WHAT IS EXPECTED: Could you update the material from the line with "For the scoring pass, find every instance of the dog's teeth" to the line with "[[252, 147], [253, 209]]", changing "scoring pass" to "review pass" and leaving the rest of those lines untouched? Give back only those lines.

══════════════════════════════

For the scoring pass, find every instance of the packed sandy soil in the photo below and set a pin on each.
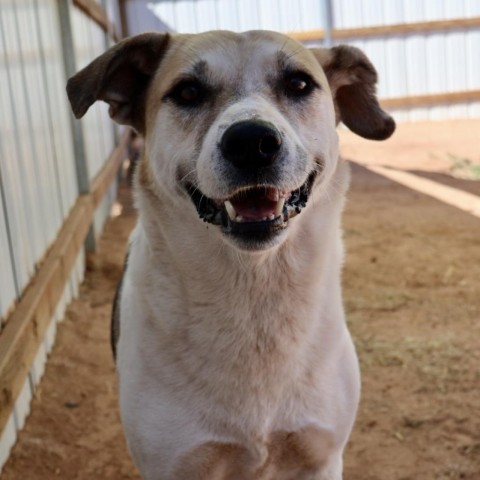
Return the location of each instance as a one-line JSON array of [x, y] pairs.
[[411, 289]]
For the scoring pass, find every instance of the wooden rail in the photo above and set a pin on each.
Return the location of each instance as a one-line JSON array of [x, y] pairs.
[[431, 99], [26, 326], [93, 10], [389, 30]]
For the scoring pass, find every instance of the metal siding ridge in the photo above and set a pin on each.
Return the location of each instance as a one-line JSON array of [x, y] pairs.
[[468, 202], [28, 324]]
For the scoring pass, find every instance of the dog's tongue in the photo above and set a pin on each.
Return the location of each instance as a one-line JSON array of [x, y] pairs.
[[256, 204]]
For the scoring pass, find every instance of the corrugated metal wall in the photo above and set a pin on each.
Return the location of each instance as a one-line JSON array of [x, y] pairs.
[[38, 182], [408, 64]]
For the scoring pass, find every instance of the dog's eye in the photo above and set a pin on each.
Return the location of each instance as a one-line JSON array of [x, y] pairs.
[[188, 94], [298, 84]]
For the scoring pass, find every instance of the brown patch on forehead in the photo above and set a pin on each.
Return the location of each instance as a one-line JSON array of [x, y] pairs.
[[293, 453]]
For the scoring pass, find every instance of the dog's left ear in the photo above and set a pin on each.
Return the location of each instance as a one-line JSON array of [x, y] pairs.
[[120, 77], [352, 79]]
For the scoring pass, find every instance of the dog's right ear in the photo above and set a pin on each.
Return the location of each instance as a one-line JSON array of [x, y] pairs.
[[120, 77]]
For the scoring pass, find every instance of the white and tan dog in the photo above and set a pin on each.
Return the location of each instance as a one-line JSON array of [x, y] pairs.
[[233, 354]]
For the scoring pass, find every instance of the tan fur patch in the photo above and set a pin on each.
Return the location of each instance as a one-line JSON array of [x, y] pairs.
[[289, 456]]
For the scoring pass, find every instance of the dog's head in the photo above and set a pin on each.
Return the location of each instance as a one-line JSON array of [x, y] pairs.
[[240, 126]]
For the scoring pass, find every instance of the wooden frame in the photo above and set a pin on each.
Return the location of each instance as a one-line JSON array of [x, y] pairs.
[[389, 30], [26, 326]]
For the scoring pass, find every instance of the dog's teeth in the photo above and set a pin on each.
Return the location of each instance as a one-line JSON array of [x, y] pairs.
[[279, 207], [230, 210]]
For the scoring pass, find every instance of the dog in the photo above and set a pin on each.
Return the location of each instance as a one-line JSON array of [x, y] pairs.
[[233, 355]]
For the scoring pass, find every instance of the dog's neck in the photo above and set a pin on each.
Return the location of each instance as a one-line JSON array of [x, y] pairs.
[[242, 315]]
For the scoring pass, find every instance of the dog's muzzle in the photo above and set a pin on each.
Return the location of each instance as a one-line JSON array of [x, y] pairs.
[[252, 147], [253, 209]]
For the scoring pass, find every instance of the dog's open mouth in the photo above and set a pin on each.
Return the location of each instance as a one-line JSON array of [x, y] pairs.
[[253, 209]]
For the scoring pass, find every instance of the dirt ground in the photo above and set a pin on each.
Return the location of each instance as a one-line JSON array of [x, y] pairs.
[[411, 290]]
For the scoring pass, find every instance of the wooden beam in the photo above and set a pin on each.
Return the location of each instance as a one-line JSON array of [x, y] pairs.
[[93, 10], [431, 99], [104, 178], [390, 30], [26, 326]]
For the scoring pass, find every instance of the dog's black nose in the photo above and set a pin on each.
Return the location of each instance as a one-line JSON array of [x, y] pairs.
[[251, 144]]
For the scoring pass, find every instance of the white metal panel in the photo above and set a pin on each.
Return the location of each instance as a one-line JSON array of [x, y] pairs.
[[47, 196], [7, 274], [57, 106], [7, 439], [14, 200], [7, 279]]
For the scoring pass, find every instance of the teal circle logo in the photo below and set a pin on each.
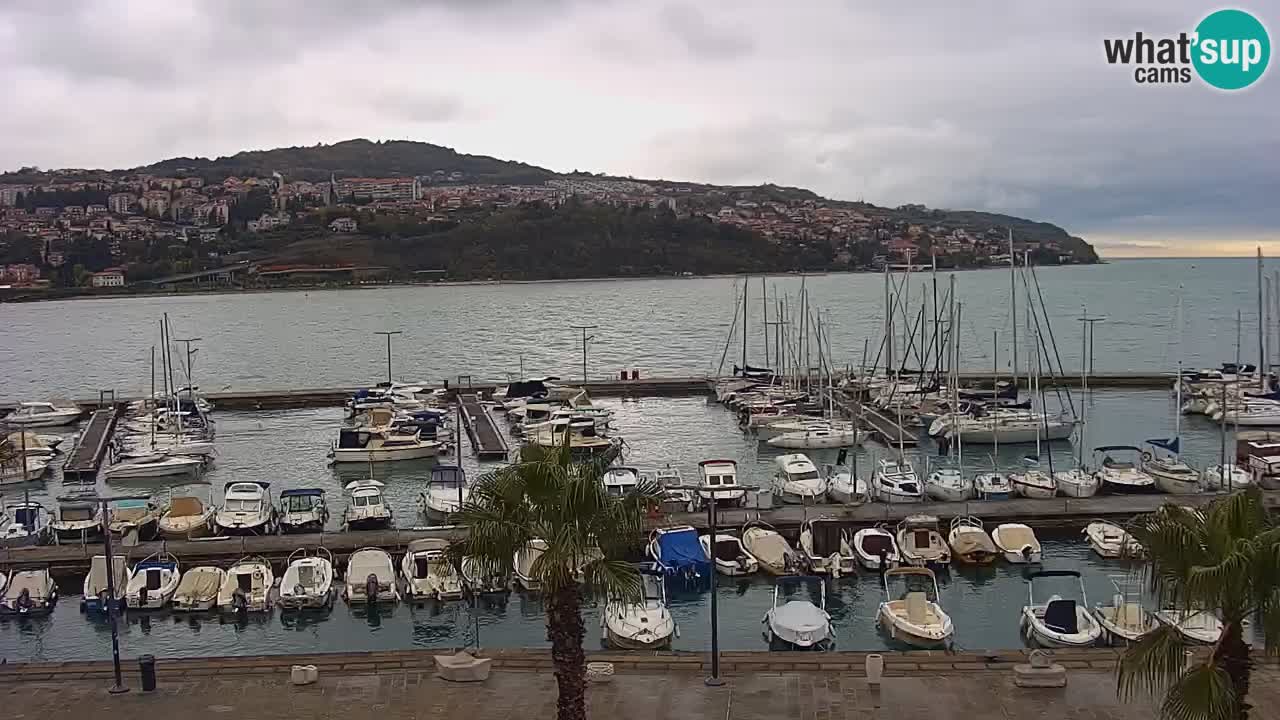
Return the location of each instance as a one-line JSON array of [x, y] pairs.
[[1232, 49]]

══════════════════════════════

THE OUTPUT:
For the review pass, find every instance of the dog's teeth in the photo above and set a pin on each.
Return the location of each instance as a one-line JSON array of [x, y] pairs.
[[279, 207], [230, 210]]
For the review pass, find every instance of the dog in the photo above and set a pin on each.
Return the location of each instance as a one-line JSON array of [x, y] pairs.
[[233, 355]]
For the review pass, find every instance of the dog's neck in the photo above and set a pin on each.
Return the location of each instance as a one-line JSON array of [x, y] pairs.
[[242, 315]]
For the review pass, find every instance of the dog's muzzle in the photo above and set a pin on each.
Return the location of each instance as a one-line JSON array of [x, y] pairs.
[[252, 147], [253, 209]]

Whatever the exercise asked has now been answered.